(Some records)
— BEGIN —

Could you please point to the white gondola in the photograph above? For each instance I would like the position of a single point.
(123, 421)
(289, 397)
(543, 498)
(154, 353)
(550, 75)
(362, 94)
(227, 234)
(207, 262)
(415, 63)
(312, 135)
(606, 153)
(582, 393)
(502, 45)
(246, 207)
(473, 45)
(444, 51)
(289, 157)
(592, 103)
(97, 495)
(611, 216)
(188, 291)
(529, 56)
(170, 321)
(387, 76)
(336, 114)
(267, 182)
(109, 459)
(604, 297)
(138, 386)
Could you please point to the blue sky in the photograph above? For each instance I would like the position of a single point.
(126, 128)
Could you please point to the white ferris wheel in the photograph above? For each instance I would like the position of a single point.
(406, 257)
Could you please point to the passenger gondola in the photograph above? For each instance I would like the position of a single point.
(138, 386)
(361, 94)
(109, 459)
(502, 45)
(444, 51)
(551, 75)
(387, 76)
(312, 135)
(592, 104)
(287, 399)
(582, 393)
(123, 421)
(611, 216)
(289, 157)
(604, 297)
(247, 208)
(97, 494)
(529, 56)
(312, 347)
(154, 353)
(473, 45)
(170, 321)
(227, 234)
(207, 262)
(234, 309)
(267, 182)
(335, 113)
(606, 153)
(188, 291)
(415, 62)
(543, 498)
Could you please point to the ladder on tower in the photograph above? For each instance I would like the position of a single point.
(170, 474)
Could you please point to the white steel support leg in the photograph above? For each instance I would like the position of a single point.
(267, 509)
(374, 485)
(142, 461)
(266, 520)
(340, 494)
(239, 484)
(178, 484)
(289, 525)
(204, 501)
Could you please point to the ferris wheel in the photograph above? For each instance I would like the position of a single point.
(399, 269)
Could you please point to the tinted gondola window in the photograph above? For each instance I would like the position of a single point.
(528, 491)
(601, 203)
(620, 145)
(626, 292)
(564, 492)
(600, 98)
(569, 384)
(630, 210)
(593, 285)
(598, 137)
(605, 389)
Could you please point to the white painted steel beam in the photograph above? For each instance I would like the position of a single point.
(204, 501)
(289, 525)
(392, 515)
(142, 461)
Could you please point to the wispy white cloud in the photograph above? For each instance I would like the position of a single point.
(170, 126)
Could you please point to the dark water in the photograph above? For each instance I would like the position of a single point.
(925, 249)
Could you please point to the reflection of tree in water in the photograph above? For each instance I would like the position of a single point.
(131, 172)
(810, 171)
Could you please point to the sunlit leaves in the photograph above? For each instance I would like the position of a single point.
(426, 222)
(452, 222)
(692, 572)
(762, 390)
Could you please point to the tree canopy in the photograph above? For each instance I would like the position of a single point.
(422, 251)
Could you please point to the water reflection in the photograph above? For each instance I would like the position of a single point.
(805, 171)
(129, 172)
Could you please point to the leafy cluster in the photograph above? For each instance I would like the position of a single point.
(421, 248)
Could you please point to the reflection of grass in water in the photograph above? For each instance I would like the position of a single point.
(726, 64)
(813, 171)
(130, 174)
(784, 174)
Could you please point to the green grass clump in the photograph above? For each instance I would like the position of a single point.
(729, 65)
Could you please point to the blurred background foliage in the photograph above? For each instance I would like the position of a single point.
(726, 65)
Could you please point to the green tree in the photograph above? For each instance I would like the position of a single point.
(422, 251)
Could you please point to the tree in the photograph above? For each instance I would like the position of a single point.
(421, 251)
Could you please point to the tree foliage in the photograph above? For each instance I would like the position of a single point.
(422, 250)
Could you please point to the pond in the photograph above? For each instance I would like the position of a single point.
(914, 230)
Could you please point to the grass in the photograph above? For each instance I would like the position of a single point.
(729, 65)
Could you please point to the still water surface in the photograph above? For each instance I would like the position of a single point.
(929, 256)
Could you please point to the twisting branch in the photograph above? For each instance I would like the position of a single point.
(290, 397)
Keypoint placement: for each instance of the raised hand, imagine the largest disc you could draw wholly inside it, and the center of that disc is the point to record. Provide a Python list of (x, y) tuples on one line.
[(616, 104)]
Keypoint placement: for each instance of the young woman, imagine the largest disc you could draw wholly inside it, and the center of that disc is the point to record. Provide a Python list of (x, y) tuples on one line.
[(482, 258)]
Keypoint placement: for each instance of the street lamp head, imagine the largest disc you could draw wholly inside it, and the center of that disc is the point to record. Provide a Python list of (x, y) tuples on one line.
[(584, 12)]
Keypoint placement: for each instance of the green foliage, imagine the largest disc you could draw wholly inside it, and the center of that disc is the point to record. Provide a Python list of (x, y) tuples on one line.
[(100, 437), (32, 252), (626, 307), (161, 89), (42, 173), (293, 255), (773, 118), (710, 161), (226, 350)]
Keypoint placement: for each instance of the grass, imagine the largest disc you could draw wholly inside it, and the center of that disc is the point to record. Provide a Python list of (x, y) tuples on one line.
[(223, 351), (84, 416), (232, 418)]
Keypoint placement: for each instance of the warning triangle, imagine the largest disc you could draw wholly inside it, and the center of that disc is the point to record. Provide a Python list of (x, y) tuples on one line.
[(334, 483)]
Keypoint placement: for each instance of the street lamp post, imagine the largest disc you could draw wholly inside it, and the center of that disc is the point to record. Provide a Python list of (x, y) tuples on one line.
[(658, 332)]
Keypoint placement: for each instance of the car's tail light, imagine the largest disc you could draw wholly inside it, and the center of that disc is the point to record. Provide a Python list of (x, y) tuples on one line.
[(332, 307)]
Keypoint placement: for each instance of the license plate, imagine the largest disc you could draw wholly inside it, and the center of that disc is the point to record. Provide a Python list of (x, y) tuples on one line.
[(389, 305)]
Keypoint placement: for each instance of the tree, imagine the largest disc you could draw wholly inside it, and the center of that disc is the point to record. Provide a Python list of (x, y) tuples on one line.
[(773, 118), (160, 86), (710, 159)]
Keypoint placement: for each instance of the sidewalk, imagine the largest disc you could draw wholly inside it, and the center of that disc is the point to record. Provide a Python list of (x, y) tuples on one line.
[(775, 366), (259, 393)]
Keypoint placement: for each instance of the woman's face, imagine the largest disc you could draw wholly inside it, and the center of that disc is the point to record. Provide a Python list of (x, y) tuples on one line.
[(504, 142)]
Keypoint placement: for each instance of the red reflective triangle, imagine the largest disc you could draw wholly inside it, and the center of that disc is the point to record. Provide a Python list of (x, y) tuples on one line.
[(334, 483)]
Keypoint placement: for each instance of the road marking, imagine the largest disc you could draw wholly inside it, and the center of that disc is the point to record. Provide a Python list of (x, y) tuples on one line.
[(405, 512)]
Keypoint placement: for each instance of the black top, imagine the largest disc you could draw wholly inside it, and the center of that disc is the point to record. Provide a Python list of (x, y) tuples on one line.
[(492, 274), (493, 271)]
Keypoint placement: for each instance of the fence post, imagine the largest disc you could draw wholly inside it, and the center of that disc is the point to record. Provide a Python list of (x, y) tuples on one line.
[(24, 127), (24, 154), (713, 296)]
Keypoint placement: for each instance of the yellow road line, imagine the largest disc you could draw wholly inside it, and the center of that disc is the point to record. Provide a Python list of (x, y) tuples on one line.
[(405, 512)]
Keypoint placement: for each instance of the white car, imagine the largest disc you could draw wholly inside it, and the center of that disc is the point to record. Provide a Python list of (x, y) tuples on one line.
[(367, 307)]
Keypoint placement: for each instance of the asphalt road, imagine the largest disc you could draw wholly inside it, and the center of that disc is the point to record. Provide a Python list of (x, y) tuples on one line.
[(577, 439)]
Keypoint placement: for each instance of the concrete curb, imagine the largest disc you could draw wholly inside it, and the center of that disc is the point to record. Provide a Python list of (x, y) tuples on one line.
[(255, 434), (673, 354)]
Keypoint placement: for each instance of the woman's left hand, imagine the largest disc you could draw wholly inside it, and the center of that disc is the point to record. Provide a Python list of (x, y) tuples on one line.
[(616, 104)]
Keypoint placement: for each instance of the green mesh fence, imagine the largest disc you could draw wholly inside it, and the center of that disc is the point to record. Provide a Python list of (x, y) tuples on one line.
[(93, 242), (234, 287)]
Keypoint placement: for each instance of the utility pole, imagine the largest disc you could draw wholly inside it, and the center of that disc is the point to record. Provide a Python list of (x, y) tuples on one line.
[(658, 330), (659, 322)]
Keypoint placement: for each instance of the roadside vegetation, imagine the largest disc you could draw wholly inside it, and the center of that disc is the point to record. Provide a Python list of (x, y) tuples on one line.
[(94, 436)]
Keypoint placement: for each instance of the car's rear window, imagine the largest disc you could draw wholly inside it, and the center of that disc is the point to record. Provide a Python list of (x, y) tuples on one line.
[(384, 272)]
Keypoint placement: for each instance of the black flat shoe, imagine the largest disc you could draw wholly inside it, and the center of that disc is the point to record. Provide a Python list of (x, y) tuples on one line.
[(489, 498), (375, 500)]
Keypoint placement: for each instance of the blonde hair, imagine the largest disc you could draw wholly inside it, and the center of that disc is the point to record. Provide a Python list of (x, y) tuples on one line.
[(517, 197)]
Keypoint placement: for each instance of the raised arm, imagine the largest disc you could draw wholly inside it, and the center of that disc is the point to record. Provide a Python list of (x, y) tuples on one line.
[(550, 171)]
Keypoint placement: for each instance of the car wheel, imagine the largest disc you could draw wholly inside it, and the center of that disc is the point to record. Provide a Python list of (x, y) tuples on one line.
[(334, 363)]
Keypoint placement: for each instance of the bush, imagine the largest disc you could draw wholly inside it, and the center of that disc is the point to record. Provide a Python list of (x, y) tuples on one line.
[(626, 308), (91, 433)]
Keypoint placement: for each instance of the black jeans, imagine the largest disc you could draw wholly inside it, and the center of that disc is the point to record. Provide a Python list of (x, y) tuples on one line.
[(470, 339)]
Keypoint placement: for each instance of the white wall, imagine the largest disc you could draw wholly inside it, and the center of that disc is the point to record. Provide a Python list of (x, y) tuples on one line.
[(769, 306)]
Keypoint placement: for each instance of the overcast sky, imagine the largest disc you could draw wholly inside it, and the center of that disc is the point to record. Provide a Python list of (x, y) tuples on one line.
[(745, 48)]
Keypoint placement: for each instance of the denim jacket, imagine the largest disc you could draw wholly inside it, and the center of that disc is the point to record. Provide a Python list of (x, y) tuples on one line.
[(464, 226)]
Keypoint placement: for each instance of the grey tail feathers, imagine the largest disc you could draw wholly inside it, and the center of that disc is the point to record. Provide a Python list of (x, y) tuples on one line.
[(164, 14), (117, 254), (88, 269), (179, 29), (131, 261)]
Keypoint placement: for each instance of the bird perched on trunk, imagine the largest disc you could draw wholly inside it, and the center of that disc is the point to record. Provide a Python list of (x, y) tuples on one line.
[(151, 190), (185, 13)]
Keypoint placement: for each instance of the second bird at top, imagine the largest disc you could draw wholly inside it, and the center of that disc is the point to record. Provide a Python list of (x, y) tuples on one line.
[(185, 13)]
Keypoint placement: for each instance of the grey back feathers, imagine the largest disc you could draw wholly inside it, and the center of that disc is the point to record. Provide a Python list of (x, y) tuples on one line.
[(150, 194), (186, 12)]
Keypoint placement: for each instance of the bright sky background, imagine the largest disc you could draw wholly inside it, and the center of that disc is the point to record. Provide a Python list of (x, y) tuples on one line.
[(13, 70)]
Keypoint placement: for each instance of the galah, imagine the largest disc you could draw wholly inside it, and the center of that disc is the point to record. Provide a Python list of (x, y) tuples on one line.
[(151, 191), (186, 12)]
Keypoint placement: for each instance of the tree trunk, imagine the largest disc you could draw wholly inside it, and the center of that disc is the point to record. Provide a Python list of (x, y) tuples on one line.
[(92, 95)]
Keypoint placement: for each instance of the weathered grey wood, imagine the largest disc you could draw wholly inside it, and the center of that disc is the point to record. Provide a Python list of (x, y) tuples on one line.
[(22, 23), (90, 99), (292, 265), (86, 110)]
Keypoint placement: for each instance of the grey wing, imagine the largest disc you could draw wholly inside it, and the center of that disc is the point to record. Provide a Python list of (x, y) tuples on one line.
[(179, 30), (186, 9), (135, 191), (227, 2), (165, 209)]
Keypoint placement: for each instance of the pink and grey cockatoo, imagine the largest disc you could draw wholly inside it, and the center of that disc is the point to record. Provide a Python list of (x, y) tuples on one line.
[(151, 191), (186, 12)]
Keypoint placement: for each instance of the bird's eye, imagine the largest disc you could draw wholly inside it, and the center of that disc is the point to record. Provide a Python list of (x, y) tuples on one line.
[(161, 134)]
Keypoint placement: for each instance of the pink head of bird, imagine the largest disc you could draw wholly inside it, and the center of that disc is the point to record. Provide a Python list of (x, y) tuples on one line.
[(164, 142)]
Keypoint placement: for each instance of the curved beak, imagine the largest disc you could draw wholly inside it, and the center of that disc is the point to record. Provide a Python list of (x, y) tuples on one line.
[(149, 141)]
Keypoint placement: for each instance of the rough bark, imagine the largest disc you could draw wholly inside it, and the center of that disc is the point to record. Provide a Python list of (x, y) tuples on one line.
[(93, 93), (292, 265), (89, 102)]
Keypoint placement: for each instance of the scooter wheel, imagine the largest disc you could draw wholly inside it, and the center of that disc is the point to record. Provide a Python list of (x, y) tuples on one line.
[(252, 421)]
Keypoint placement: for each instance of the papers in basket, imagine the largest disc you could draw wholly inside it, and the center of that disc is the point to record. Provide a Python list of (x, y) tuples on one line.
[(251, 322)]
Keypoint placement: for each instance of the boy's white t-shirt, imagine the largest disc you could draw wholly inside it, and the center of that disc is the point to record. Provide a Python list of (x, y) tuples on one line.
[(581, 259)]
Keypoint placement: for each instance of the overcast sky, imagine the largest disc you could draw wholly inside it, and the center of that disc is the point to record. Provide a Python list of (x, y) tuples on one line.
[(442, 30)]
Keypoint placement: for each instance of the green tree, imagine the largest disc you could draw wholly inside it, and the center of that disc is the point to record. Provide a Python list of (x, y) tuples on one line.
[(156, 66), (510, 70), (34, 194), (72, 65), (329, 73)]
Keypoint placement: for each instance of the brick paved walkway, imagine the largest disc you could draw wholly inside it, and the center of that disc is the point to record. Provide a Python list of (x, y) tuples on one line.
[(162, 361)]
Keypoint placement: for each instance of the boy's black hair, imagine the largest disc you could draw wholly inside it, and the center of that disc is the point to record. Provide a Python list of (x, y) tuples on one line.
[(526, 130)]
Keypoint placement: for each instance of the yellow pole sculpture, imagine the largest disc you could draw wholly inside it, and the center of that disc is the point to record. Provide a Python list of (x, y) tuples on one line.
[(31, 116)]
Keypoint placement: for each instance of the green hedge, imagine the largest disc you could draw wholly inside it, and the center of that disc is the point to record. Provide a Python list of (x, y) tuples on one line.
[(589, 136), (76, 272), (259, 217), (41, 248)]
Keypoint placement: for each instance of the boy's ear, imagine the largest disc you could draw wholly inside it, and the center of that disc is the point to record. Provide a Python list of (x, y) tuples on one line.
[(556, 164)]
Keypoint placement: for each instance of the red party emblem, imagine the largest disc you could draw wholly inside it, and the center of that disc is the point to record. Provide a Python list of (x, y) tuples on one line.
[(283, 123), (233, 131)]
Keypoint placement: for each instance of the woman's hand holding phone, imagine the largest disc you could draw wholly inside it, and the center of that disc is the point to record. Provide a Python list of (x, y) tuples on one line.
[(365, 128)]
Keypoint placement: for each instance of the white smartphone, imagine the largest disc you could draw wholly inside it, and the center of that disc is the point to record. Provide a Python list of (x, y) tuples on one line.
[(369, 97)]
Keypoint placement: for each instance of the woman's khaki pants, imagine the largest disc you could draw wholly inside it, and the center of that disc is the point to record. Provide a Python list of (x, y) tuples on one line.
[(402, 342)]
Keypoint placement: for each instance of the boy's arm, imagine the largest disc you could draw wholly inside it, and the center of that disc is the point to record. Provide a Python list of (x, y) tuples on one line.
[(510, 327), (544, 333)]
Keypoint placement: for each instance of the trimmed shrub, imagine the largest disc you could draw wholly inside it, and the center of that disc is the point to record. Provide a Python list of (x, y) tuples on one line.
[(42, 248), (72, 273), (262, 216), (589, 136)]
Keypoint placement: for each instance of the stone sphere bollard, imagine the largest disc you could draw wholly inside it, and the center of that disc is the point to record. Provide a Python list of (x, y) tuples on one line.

— END —

Render everything in the material from the line containing "Keypoint placement: for each instance of the utility" down to the line containing "[(658, 330), (659, 322)]" as a Markdown table with columns Row and Line, numbering each line and skipping blank ones.

| Row | Line |
|---|---|
| 1 | Keypoint placement: for each instance of the utility pole, imagine the largest disc you could draw wholly inside it, and the center of that disc is the point to record. Provide a Python list of (x, y) tuples on one line. |
| 2 | [(658, 330), (659, 322)] |